◆ Work instruction
Write out the entries below once more, exactly.

Top of Extracted material

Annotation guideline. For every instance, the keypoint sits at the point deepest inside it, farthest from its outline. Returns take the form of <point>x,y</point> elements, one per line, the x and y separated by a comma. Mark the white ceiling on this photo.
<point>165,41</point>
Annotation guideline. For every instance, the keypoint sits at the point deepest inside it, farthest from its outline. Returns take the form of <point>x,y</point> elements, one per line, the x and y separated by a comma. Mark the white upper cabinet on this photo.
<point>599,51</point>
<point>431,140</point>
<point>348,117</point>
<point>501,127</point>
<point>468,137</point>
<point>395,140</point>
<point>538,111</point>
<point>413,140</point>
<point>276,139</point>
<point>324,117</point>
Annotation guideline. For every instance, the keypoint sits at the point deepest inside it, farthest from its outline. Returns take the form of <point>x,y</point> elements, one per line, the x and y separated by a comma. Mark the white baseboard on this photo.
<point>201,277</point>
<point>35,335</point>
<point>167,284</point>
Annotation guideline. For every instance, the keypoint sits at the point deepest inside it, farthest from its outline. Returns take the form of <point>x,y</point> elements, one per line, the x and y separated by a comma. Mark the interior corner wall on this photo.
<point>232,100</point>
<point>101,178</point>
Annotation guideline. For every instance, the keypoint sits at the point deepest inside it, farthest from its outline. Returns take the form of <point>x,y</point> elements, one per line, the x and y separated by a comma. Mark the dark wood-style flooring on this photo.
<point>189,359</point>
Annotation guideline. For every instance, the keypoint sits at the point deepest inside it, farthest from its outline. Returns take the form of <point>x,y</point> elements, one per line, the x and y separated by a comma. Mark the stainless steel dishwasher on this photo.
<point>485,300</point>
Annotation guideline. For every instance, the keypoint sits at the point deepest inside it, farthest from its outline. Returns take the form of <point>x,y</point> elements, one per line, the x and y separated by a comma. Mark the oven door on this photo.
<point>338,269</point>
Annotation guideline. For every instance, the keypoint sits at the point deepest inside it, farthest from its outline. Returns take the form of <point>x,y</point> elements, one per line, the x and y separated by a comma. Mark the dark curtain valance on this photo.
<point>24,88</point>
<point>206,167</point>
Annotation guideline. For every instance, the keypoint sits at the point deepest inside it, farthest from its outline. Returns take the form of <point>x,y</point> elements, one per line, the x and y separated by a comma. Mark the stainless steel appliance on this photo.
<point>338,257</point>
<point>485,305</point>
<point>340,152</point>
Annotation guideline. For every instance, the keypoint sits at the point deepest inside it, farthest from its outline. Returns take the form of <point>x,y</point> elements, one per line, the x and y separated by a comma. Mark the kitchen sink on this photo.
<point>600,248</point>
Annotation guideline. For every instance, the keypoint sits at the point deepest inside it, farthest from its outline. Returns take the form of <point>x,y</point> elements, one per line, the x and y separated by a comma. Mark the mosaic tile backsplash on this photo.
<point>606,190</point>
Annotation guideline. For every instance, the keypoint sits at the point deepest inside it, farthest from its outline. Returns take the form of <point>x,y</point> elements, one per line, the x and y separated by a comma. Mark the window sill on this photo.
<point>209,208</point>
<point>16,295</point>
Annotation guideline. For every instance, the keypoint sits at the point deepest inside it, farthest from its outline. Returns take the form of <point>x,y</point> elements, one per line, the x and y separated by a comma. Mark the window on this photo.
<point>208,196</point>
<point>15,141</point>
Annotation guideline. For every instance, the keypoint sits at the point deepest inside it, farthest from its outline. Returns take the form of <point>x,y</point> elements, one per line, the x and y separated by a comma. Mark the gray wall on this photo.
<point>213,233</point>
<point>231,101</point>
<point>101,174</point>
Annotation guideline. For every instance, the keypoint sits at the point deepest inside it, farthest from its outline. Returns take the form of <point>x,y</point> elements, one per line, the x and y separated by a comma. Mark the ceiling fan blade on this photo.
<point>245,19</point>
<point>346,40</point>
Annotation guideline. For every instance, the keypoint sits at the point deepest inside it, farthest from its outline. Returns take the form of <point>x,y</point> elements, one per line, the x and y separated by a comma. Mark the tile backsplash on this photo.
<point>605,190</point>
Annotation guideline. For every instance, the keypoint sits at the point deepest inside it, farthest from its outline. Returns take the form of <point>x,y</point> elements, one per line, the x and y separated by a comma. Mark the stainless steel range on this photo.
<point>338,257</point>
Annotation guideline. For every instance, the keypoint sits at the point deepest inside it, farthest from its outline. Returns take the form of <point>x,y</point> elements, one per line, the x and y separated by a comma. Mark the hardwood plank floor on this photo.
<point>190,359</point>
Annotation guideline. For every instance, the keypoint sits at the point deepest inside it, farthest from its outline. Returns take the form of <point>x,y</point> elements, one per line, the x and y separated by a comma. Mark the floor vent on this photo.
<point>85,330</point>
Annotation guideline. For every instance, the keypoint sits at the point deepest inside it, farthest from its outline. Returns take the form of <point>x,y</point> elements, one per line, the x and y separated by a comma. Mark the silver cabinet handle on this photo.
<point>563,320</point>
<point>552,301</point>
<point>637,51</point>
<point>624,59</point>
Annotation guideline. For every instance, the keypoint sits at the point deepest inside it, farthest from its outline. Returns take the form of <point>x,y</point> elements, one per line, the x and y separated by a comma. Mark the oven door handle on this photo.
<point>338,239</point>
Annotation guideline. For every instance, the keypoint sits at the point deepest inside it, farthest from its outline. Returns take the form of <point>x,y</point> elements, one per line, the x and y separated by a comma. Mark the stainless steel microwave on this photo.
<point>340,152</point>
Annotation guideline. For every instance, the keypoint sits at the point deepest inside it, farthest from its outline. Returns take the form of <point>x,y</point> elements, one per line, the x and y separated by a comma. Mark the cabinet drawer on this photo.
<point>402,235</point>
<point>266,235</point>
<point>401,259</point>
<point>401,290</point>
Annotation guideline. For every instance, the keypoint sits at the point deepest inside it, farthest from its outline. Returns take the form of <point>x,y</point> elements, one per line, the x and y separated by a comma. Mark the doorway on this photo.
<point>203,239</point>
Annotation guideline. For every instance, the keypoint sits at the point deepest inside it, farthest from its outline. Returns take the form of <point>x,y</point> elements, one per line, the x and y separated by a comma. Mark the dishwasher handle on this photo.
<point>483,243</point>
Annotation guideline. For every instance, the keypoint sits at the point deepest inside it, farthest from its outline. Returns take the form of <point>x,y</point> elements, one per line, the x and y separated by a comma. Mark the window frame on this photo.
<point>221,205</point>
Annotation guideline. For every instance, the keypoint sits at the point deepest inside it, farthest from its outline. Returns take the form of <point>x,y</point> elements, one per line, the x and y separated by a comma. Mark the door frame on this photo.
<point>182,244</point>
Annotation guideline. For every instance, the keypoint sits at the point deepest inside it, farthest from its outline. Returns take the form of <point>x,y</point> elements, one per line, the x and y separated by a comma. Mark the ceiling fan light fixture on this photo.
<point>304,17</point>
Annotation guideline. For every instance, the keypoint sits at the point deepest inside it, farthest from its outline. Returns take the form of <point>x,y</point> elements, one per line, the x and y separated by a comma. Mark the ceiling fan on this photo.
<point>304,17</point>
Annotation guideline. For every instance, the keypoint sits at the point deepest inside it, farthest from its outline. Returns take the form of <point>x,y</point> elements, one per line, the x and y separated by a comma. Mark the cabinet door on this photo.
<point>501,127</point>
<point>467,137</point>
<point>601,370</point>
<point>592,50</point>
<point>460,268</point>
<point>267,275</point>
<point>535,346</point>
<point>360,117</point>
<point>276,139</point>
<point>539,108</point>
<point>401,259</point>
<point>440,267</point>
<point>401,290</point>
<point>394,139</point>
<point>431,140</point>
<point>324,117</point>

Bottom of Extracted material

◆ Result of the task
Annotation guideline. For every instance, the keypoint sits at the point deepest inside it, farthest from its outline. Returns take the form of <point>x,y</point> elements, one per line, the x and y separated by a comma. Mark the white ceiling on this photo.
<point>165,41</point>
Annotation guideline. For every instance, the keypoint sits at the point deepest inside it, farthest from its outline. Returns take the form of <point>x,y</point> elements, one per line, the x and y separated by a comma. Mark the white upper cabinet on this photo.
<point>599,51</point>
<point>431,140</point>
<point>348,117</point>
<point>501,127</point>
<point>468,137</point>
<point>395,140</point>
<point>538,111</point>
<point>413,140</point>
<point>276,139</point>
<point>324,117</point>
Annotation guideline. For every instance, the keypoint sits at the point deepest inside it, farthest from its outline. Returns take the form of <point>x,y</point> elements, one per line, the x and y separated by a comma. Mark the white baseboard on this photo.
<point>201,277</point>
<point>35,335</point>
<point>167,284</point>
Annotation guideline. For every instance, the keypoint sits at the point deepest inside it, farthest from its outline. Returns take the form of <point>x,y</point> elements, one per line, the x and y separated by a comma. Mark the interior corner wall on this photo.
<point>232,100</point>
<point>101,178</point>
Annotation guideline. For every instance, the keypoint sits at the point deepest inside it, farthest from its outline. Returns take the form of <point>x,y</point> elements, one per line, the x and y separated by a comma. Mark the dark wood-style flooring on this photo.
<point>189,359</point>
Annotation guideline. For every instance, the keypoint sits at the point deepest inside it, farthest from its outline. Returns take the form of <point>x,y</point> elements, one per line, the x and y separated by a comma. Mark the stainless steel dishwasher on this photo.
<point>485,300</point>
Annotation guideline. For every instance, the keypoint sits at the point deepest inside it, farthest from its outline. Returns take the form of <point>x,y</point> elements, one per line, the x and y separated by a comma. Mark the oven door on this photo.
<point>338,269</point>
Annotation guideline. For every instance, the keypoint sits at the point deepest inside it, farthest from its outline. Returns take the form of <point>x,y</point> elements, one per line, the x and y separated by a comma. Mark the dark curtain valance on this photo.
<point>24,88</point>
<point>206,167</point>
Annotation guideline. For every instance, the keypoint sits at the point deepest inside it, farthest from its outline. Returns take the form of <point>x,y</point> elements, one per line, the x and y separated by a comma. Mark the stainless steel appliance on this photo.
<point>338,257</point>
<point>485,305</point>
<point>340,152</point>
Annotation guideline. For every instance, the keypoint sits at the point deepest inside it, farthest from its outline. Returns take the form of <point>x,y</point> elements, one per line, the x and y separated by a comma. Mark the kitchen sink on this photo.
<point>600,248</point>
Annotation guideline. For every instance, the keypoint sits at the point deepest inside it, farthest from its outline. Returns take the form of <point>x,y</point> elements, one per line, the x and y separated by a comma. Mark the mosaic tile backsplash on this photo.
<point>606,190</point>
Annotation guideline. For every instance, the keypoint sits at the point deepest inside it, farthest from its outline. Returns take the form of <point>x,y</point> elements, one per line, the x and y separated by a comma. Mark the window sill on this photo.
<point>209,208</point>
<point>16,295</point>
Annotation guideline. For every instance, the keypoint sits at the point deepest inside it, farthest from its outline. Returns take the form of <point>x,y</point> elements, one per line, the x and y separated by a comma. Mark the window on this photo.
<point>208,196</point>
<point>15,141</point>
Annotation guideline. For every instance, the keypoint sits at the point deepest inside it, farthest from its outline. Returns take the form of <point>x,y</point> elements, one per line, the x and y separated by a comma. Mark the gray wall on this photo.
<point>213,233</point>
<point>231,101</point>
<point>101,174</point>
Annotation guideline. For every instance, the keypoint sits at the point deepest inside it, farthest from its outline. Returns take the form of <point>x,y</point> elements, one per line, the x and y separated by a comma. Mark the ceiling fan blade on this photo.
<point>245,19</point>
<point>346,40</point>
Annotation guideline. For every instance, the keypoint sits at the point deepest inside it, farthest from its outline. Returns take the form of <point>x,y</point> elements, one per line, the x and y separated by a comma. Mark the tile backsplash on this photo.
<point>605,190</point>
Annotation guideline. For every instance, the keypoint sits at the point deepest inside it, farthest from its outline. Returns take the form of <point>x,y</point> elements, one per line, the x and y separated by a comma. Mark the stainless steel range on this photo.
<point>338,257</point>
Annotation guideline. For every instance, the keypoint sits at the point deepest inside it, farthest from its outline. Returns take the form of <point>x,y</point> elements, one per line, the x and y separated by a comma. Mark the hardwood plank floor on this photo.
<point>190,359</point>
Annotation guideline. For every instance, the keypoint sits at the point deepest inside it, farthest from its outline. Returns take the form of <point>x,y</point> elements, one per line, the x and y separated by a comma. Mark the floor vent on this photo.
<point>85,330</point>
Annotation guideline. For every instance, the keypoint sits at the point deepest inside it, farthest from its outline. Returns take the form of <point>x,y</point> elements, one per line, the x and y separated by a comma. Mark the silver cabinet handle on this photo.
<point>563,320</point>
<point>552,301</point>
<point>637,51</point>
<point>624,59</point>
Annotation guideline. For every instance, the keypoint sits at the point deepest inside it, farthest from its outline. Returns take the form of <point>x,y</point> elements, one per line, the x and y separated by a comma. Mark the oven door handle on this photo.
<point>338,239</point>
Annotation guideline. For every instance, the keypoint sits at the point deepest inside it, farthest from its outline. Returns take the form of <point>x,y</point> elements, one per line, the x and y separated by a comma. Mark the stainless steel microwave on this photo.
<point>340,152</point>
Annotation guideline. For every instance, the keypoint sits at the point deepest inside it, farthest from its outline. Returns take the form of <point>x,y</point> elements, one per line, the x and y separated by a comma. Mark the cabinet drawer on this photo.
<point>402,235</point>
<point>266,235</point>
<point>401,259</point>
<point>401,290</point>
Annotation guideline. For every instance, the keypoint sits at the point deepest inside it, farthest from its outline. Returns take the form of <point>x,y</point> elements, one per line, the x and y separated by a comma. Mark the doorway on this photo.
<point>203,239</point>
Annotation guideline. For every instance, the keypoint sits at the point deepest inside it, farthest from its outline. Returns take the form of <point>x,y</point> elements, one per line, the x and y separated by a comma. Mark the dishwasher handle on this photo.
<point>483,243</point>
Annotation guideline. For every instance, the keypoint sits at the point deepest inside it, farthest from its outline. Returns take the form of <point>x,y</point> elements, one per line, the x and y separated by a comma. Mark the window frame on this photo.
<point>221,205</point>
Annotation guideline. For every instance, the keypoint sits at the point deepest inside it, farthest from its outline. Returns take the form of <point>x,y</point> elements, one per line, the x and y separated by a comma. Mark the door frame on this photo.
<point>182,244</point>
Annotation guideline. For every instance, the keypoint sits at the point deepest inside it, farthest from its outline. Returns take the form of <point>x,y</point> elements, one per line, the x and y separated by a comma. Mark the ceiling fan light fixture on this photo.
<point>304,17</point>
Annotation guideline. For every instance, the keypoint sits at the point deepest inside it, farthest from its outline. Returns take the form of <point>x,y</point> elements, one per line, the x and y separated by a comma. Mark the ceiling fan on this photo.
<point>304,17</point>
Annotation guideline. For every instance, the keypoint sits at the point deepest inside it, farthest from its outline. Returns take the form of <point>x,y</point> elements, one per line, the x and y separated by a comma. Mark the cabinet door on this photo.
<point>501,127</point>
<point>467,137</point>
<point>601,370</point>
<point>592,50</point>
<point>460,268</point>
<point>267,275</point>
<point>535,346</point>
<point>360,117</point>
<point>276,139</point>
<point>539,108</point>
<point>401,259</point>
<point>440,267</point>
<point>401,290</point>
<point>394,139</point>
<point>431,140</point>
<point>324,117</point>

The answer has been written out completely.